> [What to do]:
**1.** In the Verizon LTE event post, how many cities will Verizon focus on for its roll-out?
**2.** Copy the Verizon LTE event post word for word, starting at "Next use case" and ending at "done. Keep refreshing.".

> [Provided text]:
============
I was recently invited to a Verizon Wireless LTE event. The primary focus of the event is to introduce business partners to the advantages and features of Verizon’s forthcoming 4G network. I’ll be pseudo live tweeting from the event (a.k.a. updating this post). Keep refreshing this post for more info. Unfortunately, there will be no live demo devices to test.
I’m currently sitting in a demo session, showing how LTE fits into healthcare, government & education, construction, and professional services. They’re showing off a “suite of apps”, running over the LTE network. The suite includes live maps, location based services, ‘buddy list’ (for other employees), HD video.
Right now they are taking about healthcare. As a house call comes in, EMTs that are nearby will get the alert and have the patient records pushed to their tablet. The ‘EMT’ is video conferencing with the ‘doctor’. They just snapped a photo of the injury and are now using the whiteboard service to collaborate.
It is unknown how developers will be able to utilize these ‘services’.
Next use case is security and surveillance. They have a few cameras on LTE and a few on WiFi to compare. The demo is focusing on remote security monitoring. There’s an intrusion. Video is captured and sent to one of the tablets, where the operator can alert authorities.
“It’s all a series of APIs”. Good news for developers. Sounds like Verizon LTE isn’t just a dumbpipe. VZW is creating value for the network, by adding services and solutions.
This session is done. Keep refreshing.
A few quick bits from my morning conversation:
“Voice on 4G will be an app”
“LTE will be the death of tethering”
“It is now a connected world; Not just connected buildings”
Sorry for going radio silent there. I was trying to get some face time with the network team. I did get some clarification around the ‘development’ portion. While LTE can be just a straight dumbpipe, Verizon is offering value by giving developers access to APIs for their network. Initially these will be limited to location-based services, SMS and MMS. As we saw today, there will more than likely be APIs for video, peer-to-peer whiteboard type applications and others.
With regards to the statement “Voice on 4G will be an app”, it is expected that at some point, voice will transition to the LTE network. When it does, it will be a VoIP based app.
With regards to roll-out, Verizon will be focusing on the 38 cities they’ve announced. However, every Verizon tower will eventually receive the LTE hardware. Verizon has been acquiring towers and companies for years. One rep mentioned they have “more towers than they need” for LTE. The efficiencies don’t stop at the towers. I saw a picture of a typical 3G backbone. It consisted of three full size network racks. The LTE backbone was about the size of a mini fridge.
Again, I didn’t get my hands on any devices or even see any consumer devices. This was a demo for their business customers.
============
> [Data shown]:
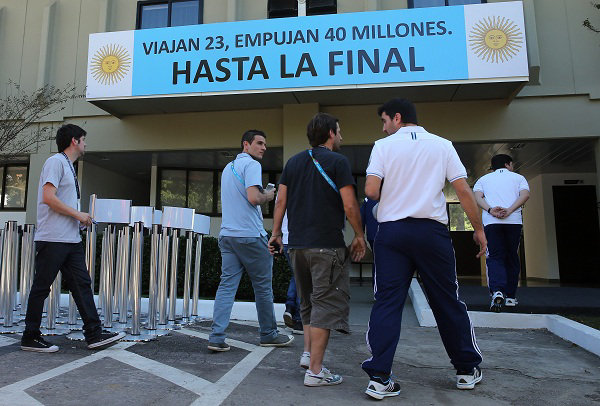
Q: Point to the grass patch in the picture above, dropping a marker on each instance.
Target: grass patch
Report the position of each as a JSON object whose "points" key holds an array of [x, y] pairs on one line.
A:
============
> [Solution list]:
**1.** 38

**2.**
Next use case is security and surveillance. They have a few cameras on LTE and a few on WiFi to compare. The demo is focusing on remote security monitoring. There’s an intrusion. Video is captured and sent to one of the tablets, where the operator can alert authorities.
“It’s all a series of APIs”. Good news for developers. Sounds like Verizon LTE isn’t just a dumbpipe. VZW is creating value for the network, by adding services and solutions.
This session is done. Keep refreshing.